Exercise text
Sistering, in downtown Toronto, is another organization that has chosen to add an economic dimension to its work in women's health and safety. It has done so not just for financial purposes, but as a therapeutic experiment. Community economic development looks like a wise idea. Still, given the confusion of public opinion and policy over mental illness, addiction, self-employment, and the sex trade, can CED be made to serve Sistering's constituents?
"New as we are to CED practice, we at Sistering need to pause and reflect on the purpose of our employment initiatives, and the purpose of CED in general. When we adopted a CED approach, self-employment and a modified 'sustainable livelihood' was our goal. We were very conscious however of the prevailing perspective and goal of many CED initiatives: that the ultimate measure of our success would be the number of women who, with our help, became able to support themselves wholly on the basis of the money they earned, rather than money from government, family, or friends. Due to increased employability, self-esteem, confidence, and supportive networks, they would be expected to become 'economically independent.' Otherwise, the project would be viewed as a failure and the participants deemed 'not ready' for economic enterprise.
"This is a challenging goal for people whose lives are not complicated by chronic poverty, histories of poor physical and mental health, trauma, and addictions. Yet, many CED programs targeted at the 'marginalized' carry an unwritten expectation that success means achieving them. Who sets those expectations and why?"

Task statement
Reproduce word for word the part of the text about Sistering that begins with the words containing "Sistering, in downtown" and ends with "serve Sistering's constituents?".

Stored data
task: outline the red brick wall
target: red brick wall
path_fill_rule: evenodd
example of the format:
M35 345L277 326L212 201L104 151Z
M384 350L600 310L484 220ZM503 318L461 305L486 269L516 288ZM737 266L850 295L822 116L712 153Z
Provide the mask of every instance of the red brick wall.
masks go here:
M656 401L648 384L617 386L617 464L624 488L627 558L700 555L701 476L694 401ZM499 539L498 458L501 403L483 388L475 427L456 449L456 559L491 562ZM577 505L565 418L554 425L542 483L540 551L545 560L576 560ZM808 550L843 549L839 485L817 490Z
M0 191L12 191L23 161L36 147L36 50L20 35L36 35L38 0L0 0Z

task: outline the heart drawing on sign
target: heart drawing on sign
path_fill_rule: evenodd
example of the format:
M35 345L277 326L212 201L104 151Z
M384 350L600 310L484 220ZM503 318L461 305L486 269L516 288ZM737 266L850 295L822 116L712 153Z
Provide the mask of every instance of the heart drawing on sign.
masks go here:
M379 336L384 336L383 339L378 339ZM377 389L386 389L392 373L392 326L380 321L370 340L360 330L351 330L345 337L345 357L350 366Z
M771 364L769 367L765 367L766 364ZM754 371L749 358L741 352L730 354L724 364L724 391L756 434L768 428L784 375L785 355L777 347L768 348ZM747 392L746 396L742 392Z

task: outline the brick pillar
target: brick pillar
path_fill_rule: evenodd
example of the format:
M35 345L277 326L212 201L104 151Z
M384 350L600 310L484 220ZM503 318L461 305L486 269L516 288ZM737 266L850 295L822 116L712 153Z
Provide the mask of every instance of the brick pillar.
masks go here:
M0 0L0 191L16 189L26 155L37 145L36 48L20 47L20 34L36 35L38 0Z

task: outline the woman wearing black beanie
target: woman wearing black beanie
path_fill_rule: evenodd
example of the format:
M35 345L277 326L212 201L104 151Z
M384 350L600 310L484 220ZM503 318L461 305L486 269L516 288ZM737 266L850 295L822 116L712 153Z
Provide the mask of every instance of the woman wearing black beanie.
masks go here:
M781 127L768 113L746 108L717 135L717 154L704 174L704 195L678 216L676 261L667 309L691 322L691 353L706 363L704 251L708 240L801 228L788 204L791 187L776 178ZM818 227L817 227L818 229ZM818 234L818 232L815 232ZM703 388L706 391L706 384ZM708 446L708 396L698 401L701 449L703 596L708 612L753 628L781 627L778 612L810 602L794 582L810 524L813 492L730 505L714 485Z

Response box
Sistering, in downtown Toronto, is another organization that has chosen to add an economic dimension to its work in women's health and safety. It has done so not just for financial purposes, but as a therapeutic experiment. Community economic development looks like a wise idea. Still, given the confusion of public opinion and policy over mental illness, addiction, self-employment, and the sex trade, can CED be made to serve Sistering's constituents?